- [Activity]:
Find the line with "Target: window trim" in the entries below. Repeat it, every following line, and the line with "Target: white ceiling", exactly and with nothing added.
*** Block opens ***
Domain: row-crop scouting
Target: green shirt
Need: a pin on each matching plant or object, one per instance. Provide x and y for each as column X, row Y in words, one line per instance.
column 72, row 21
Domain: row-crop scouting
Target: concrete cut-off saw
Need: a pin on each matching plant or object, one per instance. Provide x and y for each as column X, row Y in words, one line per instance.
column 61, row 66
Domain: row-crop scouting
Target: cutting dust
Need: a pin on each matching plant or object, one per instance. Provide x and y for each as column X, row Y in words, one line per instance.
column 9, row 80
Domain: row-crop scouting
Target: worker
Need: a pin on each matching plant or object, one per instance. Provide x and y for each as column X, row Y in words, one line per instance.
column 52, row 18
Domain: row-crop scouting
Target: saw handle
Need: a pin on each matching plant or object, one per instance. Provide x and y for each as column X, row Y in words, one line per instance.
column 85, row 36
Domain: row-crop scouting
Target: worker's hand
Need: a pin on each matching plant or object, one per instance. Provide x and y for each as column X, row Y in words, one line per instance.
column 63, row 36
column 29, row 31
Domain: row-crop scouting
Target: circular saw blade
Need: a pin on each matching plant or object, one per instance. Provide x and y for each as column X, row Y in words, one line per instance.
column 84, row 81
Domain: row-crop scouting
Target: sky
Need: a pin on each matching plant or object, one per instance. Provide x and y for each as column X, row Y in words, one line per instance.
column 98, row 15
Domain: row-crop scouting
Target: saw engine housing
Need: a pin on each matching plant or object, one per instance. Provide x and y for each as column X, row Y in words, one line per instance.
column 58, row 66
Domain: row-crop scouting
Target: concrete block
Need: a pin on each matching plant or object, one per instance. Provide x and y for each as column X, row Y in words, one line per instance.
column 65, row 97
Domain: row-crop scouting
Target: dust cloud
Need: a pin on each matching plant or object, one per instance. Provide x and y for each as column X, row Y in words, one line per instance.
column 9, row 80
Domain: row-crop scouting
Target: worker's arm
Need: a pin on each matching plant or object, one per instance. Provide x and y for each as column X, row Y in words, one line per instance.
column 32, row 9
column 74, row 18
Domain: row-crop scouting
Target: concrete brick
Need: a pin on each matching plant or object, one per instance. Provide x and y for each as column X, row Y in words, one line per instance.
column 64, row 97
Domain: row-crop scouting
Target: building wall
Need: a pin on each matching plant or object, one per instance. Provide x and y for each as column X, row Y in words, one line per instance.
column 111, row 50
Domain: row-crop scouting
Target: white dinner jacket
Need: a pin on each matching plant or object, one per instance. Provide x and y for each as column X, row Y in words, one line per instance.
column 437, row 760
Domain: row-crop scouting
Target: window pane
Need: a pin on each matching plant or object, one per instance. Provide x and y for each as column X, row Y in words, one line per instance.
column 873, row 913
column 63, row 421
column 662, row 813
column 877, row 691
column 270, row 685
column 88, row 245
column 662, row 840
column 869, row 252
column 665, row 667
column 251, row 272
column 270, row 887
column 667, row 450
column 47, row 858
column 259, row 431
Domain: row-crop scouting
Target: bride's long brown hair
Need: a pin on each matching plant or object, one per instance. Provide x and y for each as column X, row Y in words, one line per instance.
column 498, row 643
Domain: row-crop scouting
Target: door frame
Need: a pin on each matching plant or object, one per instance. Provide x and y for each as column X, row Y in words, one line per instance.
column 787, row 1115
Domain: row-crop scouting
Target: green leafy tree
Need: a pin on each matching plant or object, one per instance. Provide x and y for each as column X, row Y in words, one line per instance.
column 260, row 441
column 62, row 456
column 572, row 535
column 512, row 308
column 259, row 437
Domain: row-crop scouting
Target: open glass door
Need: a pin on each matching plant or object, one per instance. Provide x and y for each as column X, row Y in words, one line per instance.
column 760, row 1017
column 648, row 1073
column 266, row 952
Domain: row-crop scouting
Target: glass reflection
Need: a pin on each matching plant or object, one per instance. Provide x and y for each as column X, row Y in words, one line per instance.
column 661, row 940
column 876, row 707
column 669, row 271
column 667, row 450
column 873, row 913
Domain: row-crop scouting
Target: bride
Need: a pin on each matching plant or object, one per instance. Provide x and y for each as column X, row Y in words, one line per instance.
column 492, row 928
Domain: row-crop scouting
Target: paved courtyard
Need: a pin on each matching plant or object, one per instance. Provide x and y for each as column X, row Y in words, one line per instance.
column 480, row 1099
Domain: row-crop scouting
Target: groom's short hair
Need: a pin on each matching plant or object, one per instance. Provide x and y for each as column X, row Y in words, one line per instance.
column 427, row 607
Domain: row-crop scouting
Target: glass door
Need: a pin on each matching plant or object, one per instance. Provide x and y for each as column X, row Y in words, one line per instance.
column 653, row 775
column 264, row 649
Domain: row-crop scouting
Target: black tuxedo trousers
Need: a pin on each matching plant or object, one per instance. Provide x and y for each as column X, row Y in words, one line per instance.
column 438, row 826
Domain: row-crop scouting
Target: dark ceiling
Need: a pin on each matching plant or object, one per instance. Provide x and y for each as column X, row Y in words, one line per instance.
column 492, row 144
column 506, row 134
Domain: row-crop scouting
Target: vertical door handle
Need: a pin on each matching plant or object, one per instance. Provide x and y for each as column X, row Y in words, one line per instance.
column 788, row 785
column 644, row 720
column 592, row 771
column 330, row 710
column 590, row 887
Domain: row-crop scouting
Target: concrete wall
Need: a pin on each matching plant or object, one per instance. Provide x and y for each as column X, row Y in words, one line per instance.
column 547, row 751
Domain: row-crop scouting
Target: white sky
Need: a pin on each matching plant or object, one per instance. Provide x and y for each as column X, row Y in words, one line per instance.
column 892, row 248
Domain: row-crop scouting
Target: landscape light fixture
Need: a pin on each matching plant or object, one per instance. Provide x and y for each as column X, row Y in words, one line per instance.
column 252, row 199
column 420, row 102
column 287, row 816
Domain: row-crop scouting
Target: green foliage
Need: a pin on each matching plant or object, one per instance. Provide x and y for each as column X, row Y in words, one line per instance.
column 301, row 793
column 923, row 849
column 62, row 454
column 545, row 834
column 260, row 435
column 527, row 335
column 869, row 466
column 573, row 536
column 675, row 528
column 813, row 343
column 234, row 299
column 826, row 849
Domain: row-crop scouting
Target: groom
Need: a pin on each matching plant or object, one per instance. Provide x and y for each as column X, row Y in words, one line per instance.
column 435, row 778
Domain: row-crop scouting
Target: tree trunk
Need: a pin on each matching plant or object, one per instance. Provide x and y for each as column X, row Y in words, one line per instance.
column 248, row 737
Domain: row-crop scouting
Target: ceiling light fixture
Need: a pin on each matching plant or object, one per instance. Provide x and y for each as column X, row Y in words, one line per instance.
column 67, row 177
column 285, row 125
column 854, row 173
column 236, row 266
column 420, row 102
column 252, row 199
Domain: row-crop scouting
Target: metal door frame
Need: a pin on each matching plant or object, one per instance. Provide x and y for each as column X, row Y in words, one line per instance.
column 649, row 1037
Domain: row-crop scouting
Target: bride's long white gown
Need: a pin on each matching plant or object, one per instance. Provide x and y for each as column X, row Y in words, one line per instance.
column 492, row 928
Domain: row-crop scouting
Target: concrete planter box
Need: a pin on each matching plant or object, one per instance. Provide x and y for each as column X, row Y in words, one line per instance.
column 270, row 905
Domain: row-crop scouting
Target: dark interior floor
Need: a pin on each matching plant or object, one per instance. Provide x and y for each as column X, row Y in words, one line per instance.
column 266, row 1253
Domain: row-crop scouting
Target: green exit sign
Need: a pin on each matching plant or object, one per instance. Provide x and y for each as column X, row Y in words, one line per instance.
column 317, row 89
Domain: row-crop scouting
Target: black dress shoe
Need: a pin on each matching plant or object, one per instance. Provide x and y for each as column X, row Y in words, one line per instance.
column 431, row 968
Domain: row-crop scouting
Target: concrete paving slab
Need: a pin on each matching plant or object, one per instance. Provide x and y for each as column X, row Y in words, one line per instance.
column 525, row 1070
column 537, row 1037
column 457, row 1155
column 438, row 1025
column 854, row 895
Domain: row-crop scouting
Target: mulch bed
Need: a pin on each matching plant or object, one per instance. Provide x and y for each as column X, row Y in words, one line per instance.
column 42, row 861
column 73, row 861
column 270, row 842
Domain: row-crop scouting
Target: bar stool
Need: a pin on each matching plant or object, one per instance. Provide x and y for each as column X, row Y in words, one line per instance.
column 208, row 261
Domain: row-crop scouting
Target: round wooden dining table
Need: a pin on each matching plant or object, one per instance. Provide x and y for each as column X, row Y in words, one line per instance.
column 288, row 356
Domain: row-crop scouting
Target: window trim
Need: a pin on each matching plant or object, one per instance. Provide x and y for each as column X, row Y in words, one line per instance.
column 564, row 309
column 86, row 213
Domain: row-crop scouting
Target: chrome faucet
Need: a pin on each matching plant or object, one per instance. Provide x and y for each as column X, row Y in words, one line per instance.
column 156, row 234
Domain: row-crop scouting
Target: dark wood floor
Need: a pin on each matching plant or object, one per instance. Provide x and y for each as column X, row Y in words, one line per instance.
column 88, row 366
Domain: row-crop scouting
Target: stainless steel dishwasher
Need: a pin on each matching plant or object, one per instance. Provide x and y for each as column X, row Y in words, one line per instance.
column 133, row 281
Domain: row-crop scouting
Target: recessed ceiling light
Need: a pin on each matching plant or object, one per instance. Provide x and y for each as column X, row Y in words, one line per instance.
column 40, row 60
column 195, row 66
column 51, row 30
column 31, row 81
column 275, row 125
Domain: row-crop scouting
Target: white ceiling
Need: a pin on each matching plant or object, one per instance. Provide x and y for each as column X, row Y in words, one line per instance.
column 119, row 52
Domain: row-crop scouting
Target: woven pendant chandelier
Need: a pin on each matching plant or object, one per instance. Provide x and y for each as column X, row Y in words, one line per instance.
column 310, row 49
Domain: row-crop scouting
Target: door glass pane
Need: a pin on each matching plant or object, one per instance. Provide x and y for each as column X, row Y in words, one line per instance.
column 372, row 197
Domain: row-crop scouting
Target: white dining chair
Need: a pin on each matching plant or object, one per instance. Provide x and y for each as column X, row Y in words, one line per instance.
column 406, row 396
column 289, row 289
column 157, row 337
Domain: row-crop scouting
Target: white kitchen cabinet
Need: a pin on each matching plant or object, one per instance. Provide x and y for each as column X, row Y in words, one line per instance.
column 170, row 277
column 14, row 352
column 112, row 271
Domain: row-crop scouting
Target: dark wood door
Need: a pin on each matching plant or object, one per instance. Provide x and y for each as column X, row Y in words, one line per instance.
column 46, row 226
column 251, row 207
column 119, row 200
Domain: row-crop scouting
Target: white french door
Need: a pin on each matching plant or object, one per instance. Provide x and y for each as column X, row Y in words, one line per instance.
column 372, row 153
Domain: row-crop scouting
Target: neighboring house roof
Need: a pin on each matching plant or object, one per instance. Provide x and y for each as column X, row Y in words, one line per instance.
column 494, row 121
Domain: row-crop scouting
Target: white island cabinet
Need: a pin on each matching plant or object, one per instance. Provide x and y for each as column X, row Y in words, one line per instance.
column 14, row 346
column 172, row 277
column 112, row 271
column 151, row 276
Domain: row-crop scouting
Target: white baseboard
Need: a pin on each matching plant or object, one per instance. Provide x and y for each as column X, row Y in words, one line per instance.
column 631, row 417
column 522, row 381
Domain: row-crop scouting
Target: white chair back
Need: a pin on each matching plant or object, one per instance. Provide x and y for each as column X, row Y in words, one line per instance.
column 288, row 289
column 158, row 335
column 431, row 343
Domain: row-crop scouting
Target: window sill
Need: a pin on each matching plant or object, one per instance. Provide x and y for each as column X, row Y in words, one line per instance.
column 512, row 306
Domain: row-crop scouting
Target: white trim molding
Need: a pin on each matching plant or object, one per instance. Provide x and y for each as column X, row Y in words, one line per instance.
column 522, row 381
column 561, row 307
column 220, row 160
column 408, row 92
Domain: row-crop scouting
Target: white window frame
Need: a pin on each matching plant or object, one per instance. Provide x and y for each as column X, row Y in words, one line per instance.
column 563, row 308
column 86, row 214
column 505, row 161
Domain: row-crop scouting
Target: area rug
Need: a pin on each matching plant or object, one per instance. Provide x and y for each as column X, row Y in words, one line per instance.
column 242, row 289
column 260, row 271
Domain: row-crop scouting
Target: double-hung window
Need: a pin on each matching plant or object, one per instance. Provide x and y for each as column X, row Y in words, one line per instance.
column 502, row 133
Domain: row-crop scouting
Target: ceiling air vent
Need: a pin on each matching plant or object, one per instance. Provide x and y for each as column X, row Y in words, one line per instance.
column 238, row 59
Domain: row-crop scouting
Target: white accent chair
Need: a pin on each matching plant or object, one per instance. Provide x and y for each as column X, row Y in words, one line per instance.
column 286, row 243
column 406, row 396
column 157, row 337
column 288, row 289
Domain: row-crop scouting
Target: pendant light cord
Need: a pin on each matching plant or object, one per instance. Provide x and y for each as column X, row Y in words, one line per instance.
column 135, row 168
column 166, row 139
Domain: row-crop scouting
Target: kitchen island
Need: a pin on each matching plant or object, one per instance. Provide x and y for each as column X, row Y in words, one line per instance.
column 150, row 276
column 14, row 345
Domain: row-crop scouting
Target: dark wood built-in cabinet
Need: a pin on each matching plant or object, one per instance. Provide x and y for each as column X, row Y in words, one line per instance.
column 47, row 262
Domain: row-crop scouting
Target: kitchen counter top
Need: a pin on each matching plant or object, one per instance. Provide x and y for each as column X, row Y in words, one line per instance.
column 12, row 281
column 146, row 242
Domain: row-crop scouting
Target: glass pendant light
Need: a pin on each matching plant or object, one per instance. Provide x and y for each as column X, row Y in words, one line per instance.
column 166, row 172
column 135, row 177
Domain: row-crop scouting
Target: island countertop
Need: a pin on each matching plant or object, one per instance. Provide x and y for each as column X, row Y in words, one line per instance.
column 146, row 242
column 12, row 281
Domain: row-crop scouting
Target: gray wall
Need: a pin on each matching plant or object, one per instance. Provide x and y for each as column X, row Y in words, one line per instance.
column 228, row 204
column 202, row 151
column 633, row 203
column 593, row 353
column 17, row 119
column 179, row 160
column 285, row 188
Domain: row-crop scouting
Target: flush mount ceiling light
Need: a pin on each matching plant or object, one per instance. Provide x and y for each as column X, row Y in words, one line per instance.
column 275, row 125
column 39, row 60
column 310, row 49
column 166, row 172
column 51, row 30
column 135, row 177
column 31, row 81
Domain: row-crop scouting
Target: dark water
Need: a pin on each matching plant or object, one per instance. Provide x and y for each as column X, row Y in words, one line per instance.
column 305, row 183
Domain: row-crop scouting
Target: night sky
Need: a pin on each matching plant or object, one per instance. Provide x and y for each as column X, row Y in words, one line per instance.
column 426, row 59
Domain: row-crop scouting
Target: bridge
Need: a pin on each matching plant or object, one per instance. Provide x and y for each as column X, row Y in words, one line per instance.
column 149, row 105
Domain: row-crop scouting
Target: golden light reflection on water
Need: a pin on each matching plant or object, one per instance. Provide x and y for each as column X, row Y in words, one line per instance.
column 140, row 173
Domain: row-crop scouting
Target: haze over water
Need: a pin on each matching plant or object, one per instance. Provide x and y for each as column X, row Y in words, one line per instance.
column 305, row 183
*** Block closes ***
- [Answer to this exercise]:
Target: window trim
Need: a pin on each matching plant or object, one per instance. Provide x and y for each as column X, row Y in words, one line per instance.
column 564, row 309
column 86, row 213
Domain: row-crop scouting
Target: chrome faucet
Need: a pin on each matching plant or object, one per instance. Provide x and y for each as column X, row Y in words, one line per instance.
column 156, row 234
Domain: row-crop scouting
Target: dark wood floor
Need: a pin on each matching plant or object, one per instance. Provide x and y for each as column X, row Y in words, one line per instance.
column 88, row 366
Domain: row-crop scouting
Target: stainless steel dishwasher
Need: a pin on each matching plant or object, one per instance. Provide x and y for each as column X, row Y in words, one line per instance.
column 133, row 281
Domain: row-crop scouting
Target: recessed ceiling light
Need: a pin on each matching plant or object, one per instance. Provide x and y for each as column X, row Y in words, one line per instance.
column 40, row 60
column 195, row 66
column 51, row 30
column 31, row 81
column 275, row 125
Domain: row-crop scouting
Target: white ceiling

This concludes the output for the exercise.